◆ What is expected
Looking through the material below, say how many lines contain the string "water" and add nothing more.

◆ Given records
►

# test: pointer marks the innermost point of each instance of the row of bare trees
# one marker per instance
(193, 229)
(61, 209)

◄
►

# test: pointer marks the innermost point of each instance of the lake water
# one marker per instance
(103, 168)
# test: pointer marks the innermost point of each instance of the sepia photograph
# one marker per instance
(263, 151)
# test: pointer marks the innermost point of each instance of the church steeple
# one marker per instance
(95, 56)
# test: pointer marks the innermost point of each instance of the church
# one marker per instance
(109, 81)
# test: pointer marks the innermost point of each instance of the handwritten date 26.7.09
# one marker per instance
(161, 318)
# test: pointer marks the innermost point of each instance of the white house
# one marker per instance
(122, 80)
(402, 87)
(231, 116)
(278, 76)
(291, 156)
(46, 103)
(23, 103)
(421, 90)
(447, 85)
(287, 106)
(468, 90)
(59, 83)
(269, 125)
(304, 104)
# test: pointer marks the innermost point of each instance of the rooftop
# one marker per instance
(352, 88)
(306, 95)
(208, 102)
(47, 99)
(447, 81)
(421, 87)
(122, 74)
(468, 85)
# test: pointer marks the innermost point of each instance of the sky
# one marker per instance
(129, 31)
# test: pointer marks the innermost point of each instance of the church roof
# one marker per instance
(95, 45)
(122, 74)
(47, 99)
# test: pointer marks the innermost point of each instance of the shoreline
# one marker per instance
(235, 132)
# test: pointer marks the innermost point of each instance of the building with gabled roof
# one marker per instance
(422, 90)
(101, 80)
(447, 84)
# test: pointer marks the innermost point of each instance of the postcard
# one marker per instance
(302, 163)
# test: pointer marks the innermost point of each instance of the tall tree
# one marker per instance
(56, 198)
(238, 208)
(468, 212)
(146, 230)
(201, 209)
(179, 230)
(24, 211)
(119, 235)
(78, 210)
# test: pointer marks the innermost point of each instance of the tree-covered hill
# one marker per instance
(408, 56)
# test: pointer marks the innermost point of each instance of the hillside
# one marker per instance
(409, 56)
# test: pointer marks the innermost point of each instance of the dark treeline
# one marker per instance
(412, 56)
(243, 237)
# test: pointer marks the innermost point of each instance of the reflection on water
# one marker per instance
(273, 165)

◄

◆ Exercise output
2